Written exercise - Lay out the lines of the records from the line containing "Target: pink awning" up to and including the line containing "[(127, 205), (422, 205)]" as a Markdown table with two columns, Row and Record line. Number each row and leave out any blank lines.
-------
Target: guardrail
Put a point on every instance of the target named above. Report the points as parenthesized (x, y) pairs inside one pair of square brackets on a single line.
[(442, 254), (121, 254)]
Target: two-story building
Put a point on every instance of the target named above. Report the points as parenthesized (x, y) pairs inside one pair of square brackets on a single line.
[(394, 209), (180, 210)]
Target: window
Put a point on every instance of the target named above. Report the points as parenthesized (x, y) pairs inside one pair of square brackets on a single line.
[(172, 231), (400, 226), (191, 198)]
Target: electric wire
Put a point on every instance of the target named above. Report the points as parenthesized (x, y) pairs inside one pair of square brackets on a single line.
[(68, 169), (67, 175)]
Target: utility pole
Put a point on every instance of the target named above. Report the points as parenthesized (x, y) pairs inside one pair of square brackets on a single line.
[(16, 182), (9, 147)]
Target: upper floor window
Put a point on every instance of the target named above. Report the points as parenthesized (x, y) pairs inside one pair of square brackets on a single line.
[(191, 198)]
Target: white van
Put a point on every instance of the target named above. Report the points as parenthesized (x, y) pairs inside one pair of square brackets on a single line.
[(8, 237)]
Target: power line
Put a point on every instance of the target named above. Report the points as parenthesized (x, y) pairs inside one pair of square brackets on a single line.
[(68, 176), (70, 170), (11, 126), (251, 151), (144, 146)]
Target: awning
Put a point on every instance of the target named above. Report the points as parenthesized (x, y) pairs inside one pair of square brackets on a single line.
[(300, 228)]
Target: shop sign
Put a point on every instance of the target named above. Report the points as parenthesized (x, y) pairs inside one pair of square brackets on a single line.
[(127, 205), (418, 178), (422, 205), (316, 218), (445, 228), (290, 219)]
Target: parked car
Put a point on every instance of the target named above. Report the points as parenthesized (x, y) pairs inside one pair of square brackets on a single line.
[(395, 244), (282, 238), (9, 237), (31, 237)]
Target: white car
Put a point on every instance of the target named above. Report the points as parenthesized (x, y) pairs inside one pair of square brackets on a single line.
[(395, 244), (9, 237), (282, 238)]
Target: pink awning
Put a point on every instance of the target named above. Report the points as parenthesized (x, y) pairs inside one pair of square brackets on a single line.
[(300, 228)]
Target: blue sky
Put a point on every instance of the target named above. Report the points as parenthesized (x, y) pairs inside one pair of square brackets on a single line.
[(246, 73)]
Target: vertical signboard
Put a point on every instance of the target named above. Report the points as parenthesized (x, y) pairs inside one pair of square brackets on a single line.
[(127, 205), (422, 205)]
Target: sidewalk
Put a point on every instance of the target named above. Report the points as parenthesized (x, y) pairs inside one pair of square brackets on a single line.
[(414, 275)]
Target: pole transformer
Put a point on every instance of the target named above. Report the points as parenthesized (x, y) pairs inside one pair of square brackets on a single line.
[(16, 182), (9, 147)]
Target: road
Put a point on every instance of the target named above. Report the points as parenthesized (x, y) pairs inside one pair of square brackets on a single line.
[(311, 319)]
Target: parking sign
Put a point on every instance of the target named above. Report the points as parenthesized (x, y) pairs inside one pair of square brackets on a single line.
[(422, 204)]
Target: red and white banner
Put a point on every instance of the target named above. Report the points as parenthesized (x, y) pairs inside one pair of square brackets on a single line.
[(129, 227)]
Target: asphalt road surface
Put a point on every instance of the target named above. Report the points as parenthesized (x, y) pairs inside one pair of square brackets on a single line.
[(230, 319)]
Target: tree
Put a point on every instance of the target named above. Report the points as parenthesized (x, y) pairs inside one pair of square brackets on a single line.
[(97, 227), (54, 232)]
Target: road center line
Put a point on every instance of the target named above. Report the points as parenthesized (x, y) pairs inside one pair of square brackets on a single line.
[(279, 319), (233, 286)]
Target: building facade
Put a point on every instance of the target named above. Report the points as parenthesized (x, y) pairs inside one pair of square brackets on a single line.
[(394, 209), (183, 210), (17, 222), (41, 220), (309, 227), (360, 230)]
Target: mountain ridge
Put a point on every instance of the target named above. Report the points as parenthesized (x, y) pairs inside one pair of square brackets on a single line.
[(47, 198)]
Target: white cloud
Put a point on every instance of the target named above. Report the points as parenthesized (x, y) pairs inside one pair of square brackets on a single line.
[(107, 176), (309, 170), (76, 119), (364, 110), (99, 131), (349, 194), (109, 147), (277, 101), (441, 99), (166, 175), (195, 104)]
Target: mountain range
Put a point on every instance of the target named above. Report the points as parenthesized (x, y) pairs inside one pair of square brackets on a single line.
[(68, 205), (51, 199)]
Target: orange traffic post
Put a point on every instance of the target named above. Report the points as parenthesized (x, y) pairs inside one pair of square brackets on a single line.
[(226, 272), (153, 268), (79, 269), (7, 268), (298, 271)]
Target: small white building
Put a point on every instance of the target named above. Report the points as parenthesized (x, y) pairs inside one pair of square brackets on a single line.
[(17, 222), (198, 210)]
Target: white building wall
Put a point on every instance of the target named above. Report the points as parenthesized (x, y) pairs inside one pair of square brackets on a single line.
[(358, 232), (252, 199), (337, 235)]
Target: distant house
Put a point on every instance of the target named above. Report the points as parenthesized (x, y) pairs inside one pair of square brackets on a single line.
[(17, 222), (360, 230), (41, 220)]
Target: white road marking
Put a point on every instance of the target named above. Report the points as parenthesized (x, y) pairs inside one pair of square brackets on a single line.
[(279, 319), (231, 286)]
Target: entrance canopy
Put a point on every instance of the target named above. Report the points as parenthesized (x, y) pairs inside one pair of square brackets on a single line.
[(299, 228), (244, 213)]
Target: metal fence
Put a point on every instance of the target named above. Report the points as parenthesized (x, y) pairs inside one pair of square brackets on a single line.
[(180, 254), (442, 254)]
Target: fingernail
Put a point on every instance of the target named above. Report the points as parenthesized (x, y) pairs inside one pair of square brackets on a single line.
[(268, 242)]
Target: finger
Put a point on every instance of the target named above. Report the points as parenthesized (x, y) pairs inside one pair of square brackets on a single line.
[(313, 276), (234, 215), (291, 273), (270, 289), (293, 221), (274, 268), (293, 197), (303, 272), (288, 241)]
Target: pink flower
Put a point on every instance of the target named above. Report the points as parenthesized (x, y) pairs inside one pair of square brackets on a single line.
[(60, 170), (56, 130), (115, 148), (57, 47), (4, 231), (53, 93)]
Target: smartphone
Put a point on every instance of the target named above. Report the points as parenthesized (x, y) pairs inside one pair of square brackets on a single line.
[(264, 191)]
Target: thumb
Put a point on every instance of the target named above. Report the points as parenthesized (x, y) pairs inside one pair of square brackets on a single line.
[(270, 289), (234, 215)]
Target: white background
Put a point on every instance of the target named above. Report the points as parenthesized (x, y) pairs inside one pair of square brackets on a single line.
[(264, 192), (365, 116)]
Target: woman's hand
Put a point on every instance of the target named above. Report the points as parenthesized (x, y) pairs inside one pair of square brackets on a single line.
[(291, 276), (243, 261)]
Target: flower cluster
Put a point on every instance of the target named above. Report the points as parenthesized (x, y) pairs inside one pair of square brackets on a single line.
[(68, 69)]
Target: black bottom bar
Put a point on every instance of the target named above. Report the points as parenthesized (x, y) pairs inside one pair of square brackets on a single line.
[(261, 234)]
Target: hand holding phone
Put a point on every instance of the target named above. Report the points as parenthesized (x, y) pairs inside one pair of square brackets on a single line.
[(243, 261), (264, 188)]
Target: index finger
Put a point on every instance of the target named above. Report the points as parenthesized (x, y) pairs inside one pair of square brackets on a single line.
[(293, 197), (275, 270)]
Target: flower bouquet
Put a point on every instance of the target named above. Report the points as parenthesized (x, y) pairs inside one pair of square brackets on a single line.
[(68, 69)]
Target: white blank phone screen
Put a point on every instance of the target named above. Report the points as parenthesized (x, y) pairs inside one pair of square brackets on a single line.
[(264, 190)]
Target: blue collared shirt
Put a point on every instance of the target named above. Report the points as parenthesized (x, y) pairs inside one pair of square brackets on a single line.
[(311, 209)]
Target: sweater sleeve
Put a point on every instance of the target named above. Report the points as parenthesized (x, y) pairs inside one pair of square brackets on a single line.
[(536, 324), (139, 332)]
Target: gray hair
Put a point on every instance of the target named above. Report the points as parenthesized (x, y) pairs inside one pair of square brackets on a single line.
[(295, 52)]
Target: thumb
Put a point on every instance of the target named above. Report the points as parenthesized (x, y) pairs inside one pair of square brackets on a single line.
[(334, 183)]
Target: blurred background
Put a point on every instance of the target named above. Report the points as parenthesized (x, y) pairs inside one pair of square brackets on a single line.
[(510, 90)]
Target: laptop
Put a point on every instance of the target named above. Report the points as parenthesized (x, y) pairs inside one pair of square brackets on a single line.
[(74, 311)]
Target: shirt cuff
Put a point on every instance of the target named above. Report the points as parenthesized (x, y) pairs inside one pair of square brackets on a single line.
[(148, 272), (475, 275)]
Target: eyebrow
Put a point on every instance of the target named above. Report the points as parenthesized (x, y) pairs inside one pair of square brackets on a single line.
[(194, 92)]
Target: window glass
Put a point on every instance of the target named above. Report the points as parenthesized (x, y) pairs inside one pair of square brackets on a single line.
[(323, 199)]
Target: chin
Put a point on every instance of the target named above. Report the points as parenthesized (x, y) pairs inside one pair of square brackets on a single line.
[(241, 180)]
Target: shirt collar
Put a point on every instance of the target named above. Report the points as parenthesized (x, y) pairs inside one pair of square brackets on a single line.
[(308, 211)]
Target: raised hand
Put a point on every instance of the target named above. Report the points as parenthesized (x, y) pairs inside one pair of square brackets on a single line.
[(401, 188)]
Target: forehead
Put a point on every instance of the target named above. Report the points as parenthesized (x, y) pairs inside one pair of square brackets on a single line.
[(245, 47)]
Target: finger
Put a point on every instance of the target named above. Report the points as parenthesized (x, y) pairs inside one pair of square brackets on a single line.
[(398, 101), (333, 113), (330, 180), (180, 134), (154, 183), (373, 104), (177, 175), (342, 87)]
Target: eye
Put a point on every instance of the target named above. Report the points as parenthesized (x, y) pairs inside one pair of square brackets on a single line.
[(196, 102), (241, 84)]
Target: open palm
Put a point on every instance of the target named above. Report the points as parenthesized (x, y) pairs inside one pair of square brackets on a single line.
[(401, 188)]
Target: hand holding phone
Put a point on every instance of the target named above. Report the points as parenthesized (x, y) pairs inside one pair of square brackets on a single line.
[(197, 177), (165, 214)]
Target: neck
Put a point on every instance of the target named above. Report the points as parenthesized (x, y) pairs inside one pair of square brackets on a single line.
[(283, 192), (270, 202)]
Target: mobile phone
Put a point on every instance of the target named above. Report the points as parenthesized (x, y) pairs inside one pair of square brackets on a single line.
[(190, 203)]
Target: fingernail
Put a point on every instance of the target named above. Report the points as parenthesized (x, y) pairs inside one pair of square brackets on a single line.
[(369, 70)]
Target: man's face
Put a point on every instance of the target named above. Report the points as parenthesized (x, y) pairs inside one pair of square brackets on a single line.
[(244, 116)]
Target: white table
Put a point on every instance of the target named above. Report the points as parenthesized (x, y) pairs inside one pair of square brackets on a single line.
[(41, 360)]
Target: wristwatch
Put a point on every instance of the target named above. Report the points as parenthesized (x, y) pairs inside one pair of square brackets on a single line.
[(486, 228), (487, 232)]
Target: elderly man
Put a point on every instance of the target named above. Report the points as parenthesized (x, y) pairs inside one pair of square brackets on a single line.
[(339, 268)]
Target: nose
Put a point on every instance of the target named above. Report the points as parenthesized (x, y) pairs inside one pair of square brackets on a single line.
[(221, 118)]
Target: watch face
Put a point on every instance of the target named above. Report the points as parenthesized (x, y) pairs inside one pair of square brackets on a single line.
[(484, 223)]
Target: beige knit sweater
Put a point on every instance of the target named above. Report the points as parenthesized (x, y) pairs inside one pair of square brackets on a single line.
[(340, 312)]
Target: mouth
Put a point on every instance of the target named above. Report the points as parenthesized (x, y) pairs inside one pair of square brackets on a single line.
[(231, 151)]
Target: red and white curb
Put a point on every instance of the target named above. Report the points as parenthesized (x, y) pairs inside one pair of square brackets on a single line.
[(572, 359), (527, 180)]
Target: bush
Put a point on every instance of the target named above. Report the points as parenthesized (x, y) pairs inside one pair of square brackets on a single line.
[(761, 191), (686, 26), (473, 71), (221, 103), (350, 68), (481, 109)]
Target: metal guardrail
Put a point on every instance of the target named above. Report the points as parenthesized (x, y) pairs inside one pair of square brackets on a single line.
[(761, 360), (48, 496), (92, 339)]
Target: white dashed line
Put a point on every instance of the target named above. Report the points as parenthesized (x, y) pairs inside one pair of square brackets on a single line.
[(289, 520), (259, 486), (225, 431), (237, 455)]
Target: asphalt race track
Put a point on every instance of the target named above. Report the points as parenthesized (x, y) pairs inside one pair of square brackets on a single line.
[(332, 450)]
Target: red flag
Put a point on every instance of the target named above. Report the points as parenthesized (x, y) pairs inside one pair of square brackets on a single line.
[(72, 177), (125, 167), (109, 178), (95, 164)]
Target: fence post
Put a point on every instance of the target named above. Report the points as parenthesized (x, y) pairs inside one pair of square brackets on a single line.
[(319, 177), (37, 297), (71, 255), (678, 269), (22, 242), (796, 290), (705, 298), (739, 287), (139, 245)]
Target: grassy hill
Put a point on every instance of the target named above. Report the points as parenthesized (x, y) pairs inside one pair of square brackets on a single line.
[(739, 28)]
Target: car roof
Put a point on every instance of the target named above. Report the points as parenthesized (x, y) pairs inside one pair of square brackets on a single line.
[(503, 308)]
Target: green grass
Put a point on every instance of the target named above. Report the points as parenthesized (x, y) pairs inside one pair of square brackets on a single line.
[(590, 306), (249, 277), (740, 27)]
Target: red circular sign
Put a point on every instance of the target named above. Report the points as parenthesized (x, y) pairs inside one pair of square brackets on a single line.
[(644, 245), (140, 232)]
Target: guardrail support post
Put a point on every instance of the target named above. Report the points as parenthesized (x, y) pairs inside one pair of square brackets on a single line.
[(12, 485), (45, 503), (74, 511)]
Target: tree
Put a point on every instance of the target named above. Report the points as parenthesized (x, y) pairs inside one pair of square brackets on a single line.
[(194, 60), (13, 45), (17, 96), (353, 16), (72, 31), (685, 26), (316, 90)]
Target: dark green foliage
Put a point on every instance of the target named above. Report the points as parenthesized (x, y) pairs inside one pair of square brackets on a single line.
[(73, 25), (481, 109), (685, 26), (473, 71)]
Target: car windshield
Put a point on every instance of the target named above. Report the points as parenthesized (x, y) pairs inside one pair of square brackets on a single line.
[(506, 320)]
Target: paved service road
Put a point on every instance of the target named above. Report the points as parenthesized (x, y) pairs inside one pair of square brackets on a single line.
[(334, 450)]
-------
Result -
| Row | Record line |
|---|---|
| 1 | Target: pink awning |
| 2 | Put a point on every instance of the target named above. Report the points as parenthesized (x, y) pairs inside one pair of square brackets on a single line. |
| 3 | [(300, 228)] |
| 4 | Target: blue sky |
| 5 | Put a point on every instance of the target named above. Report the points as parenthesized (x, y) pairs inside one pair of square brackets on a single line. |
| 6 | [(246, 73)] |
| 7 | Target: vertical signboard |
| 8 | Put a point on every instance of the target named above. Report the points as parenthesized (x, y) pairs inside one pair of square brackets on a single line. |
| 9 | [(127, 205), (422, 205)] |